SELECTED PASSAGE >>
________________________
Studio album by Carach Angren
- Released: 18 April 2008
- Recorded: 2007–2008
- Genre: Symphonic black metal
- Length: 41:26
- Label: Maddening Media
- Producer: Carach Angren

Carach Angren chronology
| Ethereal Veiled Existence (2005) | Lammendam (2008) | Death Came Through a Phantom Ship (2010) |

= Lammendam =

Lammendam is the debut studio album by Dutch symphonic black metal band Carach Angren. Released in 2008, it is a concept album about Lammendam, the remains of a castle that are haunted by a "ghost lady in a white dress". Dennis "Seregor" Droomers claims that he was inspired to write the album by a local legend that he has been familiar with since childhood. The legend centers around series of events that supposedly occurred in Schinveldse Bossen, a forest area northeast of the Dutch region of South Limburg and of the town of Schinveld, near the German border.
________________________
MATERIAL SUPPLIED >>
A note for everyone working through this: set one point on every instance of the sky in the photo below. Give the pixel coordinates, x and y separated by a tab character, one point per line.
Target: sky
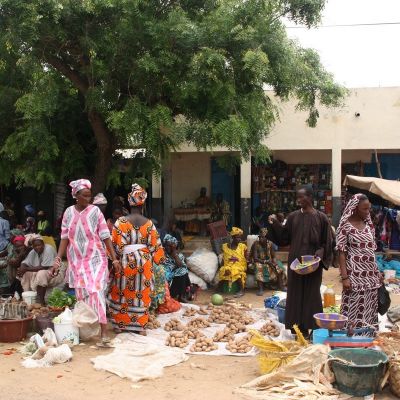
358	56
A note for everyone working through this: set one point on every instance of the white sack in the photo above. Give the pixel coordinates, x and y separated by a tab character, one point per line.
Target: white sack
204	263
196	280
86	319
138	361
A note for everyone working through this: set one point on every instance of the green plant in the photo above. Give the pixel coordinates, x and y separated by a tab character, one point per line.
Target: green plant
60	299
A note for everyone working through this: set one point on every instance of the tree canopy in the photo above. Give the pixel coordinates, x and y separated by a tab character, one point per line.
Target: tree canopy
79	79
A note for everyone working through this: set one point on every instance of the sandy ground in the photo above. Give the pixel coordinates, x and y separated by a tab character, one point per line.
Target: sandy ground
200	377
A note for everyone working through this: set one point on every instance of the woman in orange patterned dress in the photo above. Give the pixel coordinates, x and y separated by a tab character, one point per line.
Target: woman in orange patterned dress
137	242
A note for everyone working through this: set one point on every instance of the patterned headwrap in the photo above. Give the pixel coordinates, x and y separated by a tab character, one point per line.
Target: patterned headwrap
138	196
78	185
236	231
29	239
30	209
18	238
170	239
100	200
349	211
263	232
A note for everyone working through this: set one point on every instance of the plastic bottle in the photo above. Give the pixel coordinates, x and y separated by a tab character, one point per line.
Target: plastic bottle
329	297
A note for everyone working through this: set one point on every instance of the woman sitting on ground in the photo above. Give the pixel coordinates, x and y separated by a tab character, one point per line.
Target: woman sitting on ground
176	270
264	262
234	261
17	252
34	271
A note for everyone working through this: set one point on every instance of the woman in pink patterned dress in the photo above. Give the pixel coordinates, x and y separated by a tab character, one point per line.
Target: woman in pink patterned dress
83	231
360	276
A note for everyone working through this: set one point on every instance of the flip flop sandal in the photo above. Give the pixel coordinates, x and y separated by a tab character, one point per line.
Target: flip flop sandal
105	344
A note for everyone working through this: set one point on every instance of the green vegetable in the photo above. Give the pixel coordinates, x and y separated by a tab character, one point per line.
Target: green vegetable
59	299
332	309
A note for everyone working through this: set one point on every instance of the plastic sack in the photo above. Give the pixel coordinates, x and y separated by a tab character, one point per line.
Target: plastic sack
196	280
170	305
86	319
53	355
251	239
64	318
251	282
204	263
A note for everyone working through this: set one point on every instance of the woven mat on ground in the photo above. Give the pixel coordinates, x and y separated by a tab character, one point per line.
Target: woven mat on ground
306	377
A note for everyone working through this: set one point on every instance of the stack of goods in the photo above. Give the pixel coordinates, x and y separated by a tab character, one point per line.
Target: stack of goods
279	183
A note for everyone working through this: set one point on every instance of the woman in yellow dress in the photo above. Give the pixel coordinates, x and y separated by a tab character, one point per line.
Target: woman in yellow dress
234	261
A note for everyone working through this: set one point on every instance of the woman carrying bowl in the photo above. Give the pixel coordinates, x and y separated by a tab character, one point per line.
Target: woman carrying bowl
360	277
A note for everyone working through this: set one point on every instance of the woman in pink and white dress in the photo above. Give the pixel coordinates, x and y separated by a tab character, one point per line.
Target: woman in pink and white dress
83	232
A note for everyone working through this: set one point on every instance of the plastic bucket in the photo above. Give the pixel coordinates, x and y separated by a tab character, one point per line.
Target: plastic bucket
________________________
TASK TO COMPLETE >>
Carry the article on the album Lammendam forward from its final sentence. The records have no part in what follows.

TASK OUTPUT >>
In several interviews, Seregor has described the legend as being about a young woman who lived in the castle in the 17th century. This woman was involved in a love triangle between two men; when both of the men found out about each other, several fights broke out. One night, under mysterious circumstances, her castle was burned, leading to the young woman's death, and her ghost remains on the land. Shortly after her death, her two lovers soon also died. According to the legend, her ghost appears in the forest on nights of the full moon wearing a long white dress.

The name Lammendam is a Dutch adaptation of the French term "La Dame Blanche", which translates to "The White Lady." This name was given to the ghost that appeared in Schinveldse Bossen by French farmers who had evacuated to the Netherlands during the French revolution.

==Style==
The album features symphonic black metal with progressive song structures. The style has been compared to Anorexia Nervosa and Dimmu Borgir. A reviewer of Sputnikmusic observed that singer Seregor's vocals were unique since they are "relatively easy to understand and decipher upon first listen" when compared to other bands in the genre. The lyrics however are not written in the traditional verse-chorus-verse structure of the genre.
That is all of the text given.